# What to work on
• 1. In the forum thread on CUDA inference timing, what speed did PonyPC measure on the Jetson Nano?
• 2. Please pick out every line of the records that contains the word "glass". Case counts.

# Reading passage
.....

Inference time seems not correct since the cuda is asynchronized?

Question

Inference time seems not correct since the cuda is asynchronized?

PonyPC opened this issue 4 years ago · comments

In 'python/lib/Processor.py'

        start = time.time()
        self.context.execute_async_v2(
                bindings=self.bindings,
                stream_handle=self.stream.handle)
        end = time.time()
        print('execution time:', end-start)

Sean Pollock · Answer 1 · Sun Oct 18 2020 10:51:13 GMT+0800 (China Standard Time)

Yes @PonyPC good call! The time bookend should take place after allocating memory from the gpu back to the device, and synchronization has taken place. Will update README so the inference times listed are not misleading.

https://github.com/SeanAvery/yolov5-tensorrt/blob/master/python/lib/Processor.py#L97

I honestly have not even taken a serious look at speed.

The first thing I want to do is optimize post-processing and NMS -- moving all numpy ops to pycuda.

PonyPC · Answer 2 · Sun Oct 18 2020 12:43:14 GMT+0800 (China Standard Time)

I have test this about 6 fps on jetson nano. Is it a normal speed?
~~Also how to implement batch-size more than 1 so that can boost?~~Finished

Thanks for your great job.

.....

# Task input

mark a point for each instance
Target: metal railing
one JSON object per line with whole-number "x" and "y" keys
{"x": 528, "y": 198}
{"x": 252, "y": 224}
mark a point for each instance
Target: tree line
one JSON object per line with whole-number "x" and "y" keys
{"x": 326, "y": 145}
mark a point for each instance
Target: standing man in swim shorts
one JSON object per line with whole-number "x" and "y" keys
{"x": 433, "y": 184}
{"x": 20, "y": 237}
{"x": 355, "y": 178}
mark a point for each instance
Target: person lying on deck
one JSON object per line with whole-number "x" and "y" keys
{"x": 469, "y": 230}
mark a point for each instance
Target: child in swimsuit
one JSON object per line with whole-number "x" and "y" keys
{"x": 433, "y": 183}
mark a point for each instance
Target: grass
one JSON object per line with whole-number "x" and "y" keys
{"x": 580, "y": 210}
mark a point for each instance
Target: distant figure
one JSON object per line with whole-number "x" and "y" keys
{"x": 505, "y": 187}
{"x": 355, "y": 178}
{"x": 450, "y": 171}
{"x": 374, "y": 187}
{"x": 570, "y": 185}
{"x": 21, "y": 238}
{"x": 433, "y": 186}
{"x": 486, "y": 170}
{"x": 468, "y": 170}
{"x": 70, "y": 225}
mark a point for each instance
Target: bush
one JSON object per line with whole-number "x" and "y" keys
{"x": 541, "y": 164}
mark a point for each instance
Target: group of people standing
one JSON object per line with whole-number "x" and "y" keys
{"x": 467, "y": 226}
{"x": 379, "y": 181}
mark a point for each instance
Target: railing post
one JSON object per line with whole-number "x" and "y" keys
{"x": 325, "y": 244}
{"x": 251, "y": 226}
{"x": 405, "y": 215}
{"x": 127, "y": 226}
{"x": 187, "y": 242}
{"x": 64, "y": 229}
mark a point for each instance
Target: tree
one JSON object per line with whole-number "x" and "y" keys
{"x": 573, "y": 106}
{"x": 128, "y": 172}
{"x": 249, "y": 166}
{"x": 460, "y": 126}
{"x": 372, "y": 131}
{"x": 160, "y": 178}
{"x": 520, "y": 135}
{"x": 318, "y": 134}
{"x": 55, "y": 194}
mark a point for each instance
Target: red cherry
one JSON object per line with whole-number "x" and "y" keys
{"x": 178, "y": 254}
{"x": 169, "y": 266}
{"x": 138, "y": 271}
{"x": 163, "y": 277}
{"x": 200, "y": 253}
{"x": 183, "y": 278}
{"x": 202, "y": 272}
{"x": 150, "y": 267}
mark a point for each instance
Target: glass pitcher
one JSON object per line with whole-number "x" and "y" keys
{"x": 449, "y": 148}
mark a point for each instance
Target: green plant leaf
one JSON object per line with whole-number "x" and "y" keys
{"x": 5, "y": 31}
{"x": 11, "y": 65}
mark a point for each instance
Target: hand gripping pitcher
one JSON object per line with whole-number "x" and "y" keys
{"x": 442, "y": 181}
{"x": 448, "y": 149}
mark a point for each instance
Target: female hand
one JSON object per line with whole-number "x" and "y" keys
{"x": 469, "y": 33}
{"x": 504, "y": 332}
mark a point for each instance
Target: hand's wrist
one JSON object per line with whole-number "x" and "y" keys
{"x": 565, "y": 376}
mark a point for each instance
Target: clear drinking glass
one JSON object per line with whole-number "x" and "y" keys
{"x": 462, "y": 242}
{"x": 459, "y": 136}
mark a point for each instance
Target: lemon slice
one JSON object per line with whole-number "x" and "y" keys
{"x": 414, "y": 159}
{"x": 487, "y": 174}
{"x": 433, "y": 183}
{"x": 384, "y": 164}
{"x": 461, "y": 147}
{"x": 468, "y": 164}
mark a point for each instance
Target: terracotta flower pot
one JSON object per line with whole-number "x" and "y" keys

.....

# Per-task answers
• 1. About 6 fps.

• 2.
Target: glass pitcher
Target: clear drinking glass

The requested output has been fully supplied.